Given problem
Render every line of the data below as a JSON list of strings, one string per line, with blank lines dropped.

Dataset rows
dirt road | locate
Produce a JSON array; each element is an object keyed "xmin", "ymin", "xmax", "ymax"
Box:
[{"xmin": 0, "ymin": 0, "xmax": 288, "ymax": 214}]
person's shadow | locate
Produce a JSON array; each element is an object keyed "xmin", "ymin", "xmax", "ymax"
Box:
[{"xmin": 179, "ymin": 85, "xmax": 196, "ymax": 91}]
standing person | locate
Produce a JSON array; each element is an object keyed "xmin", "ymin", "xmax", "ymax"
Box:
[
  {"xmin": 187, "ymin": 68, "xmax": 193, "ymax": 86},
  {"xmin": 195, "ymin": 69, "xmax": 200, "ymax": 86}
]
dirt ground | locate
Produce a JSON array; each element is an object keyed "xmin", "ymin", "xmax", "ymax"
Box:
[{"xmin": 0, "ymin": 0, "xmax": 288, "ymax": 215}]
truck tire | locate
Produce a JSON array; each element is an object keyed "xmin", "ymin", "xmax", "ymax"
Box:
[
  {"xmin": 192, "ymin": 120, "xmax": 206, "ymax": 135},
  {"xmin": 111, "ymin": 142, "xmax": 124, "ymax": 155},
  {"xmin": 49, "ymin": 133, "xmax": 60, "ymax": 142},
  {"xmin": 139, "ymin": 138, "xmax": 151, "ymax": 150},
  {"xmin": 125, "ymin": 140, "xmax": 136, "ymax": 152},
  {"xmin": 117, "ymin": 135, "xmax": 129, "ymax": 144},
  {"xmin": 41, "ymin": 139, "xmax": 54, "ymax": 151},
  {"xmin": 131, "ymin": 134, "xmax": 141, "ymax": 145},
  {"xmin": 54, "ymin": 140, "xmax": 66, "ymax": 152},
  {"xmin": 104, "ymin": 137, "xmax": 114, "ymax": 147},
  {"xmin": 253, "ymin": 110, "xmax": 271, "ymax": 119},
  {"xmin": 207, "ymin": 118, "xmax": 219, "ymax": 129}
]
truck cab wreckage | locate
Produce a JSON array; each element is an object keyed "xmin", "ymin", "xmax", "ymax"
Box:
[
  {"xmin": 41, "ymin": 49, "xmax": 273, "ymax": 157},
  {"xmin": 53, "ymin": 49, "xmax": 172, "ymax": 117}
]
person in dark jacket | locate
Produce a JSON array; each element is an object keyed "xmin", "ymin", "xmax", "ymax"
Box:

Expected answer
[
  "dirt road | locate",
  "Produce a JSON array; each element is an object keyed \"xmin\", \"ymin\", \"xmax\", \"ymax\"",
  "Box:",
  "[{\"xmin\": 0, \"ymin\": 0, \"xmax\": 288, \"ymax\": 214}]",
  "person's shadow | locate",
  "Produce a JSON array; each element is an object keyed \"xmin\", \"ymin\", \"xmax\", \"ymax\"",
  "Box:",
  "[{\"xmin\": 179, \"ymin\": 85, \"xmax\": 196, \"ymax\": 91}]",
  "standing person | locate",
  "Produce a JSON array; each element is an object keyed \"xmin\", \"ymin\", \"xmax\", \"ymax\"",
  "Box:",
  "[",
  "  {\"xmin\": 187, \"ymin\": 68, \"xmax\": 193, \"ymax\": 86},",
  "  {\"xmin\": 195, \"ymin\": 69, \"xmax\": 200, \"ymax\": 86}",
  "]",
  "dirt ground | locate",
  "Produce a JSON array; each element is an object keyed \"xmin\", \"ymin\", \"xmax\", \"ymax\"",
  "Box:",
  "[{\"xmin\": 0, \"ymin\": 0, \"xmax\": 288, \"ymax\": 215}]",
  "truck tire | locate",
  "Produce a JSON array; each element is an object keyed \"xmin\", \"ymin\", \"xmax\", \"ymax\"",
  "Box:",
  "[",
  "  {\"xmin\": 192, \"ymin\": 120, \"xmax\": 206, \"ymax\": 135},",
  "  {\"xmin\": 111, \"ymin\": 142, \"xmax\": 124, \"ymax\": 155},",
  "  {\"xmin\": 49, \"ymin\": 133, \"xmax\": 60, \"ymax\": 142},",
  "  {\"xmin\": 139, \"ymin\": 138, \"xmax\": 151, \"ymax\": 150},",
  "  {\"xmin\": 125, \"ymin\": 140, \"xmax\": 136, \"ymax\": 152},",
  "  {\"xmin\": 117, \"ymin\": 135, \"xmax\": 129, \"ymax\": 144},",
  "  {\"xmin\": 41, \"ymin\": 139, \"xmax\": 54, \"ymax\": 151},",
  "  {\"xmin\": 131, \"ymin\": 134, \"xmax\": 141, \"ymax\": 145},",
  "  {\"xmin\": 54, \"ymin\": 140, \"xmax\": 66, \"ymax\": 152},",
  "  {\"xmin\": 104, \"ymin\": 137, \"xmax\": 114, \"ymax\": 147},",
  "  {\"xmin\": 253, \"ymin\": 110, \"xmax\": 271, \"ymax\": 119},",
  "  {\"xmin\": 207, \"ymin\": 118, \"xmax\": 219, \"ymax\": 129}",
  "]",
  "truck cab wreckage | locate",
  "Produce a JSON array; each element is an object keyed \"xmin\", \"ymin\", \"xmax\", \"ymax\"",
  "Box:",
  "[",
  "  {\"xmin\": 41, \"ymin\": 49, \"xmax\": 273, \"ymax\": 157},",
  "  {\"xmin\": 53, \"ymin\": 49, \"xmax\": 172, \"ymax\": 117}",
  "]",
  "person in dark jacket | locate",
  "Produce a JSON array; each element is an object keyed \"xmin\", \"ymin\", \"xmax\", \"ymax\"",
  "Box:"
]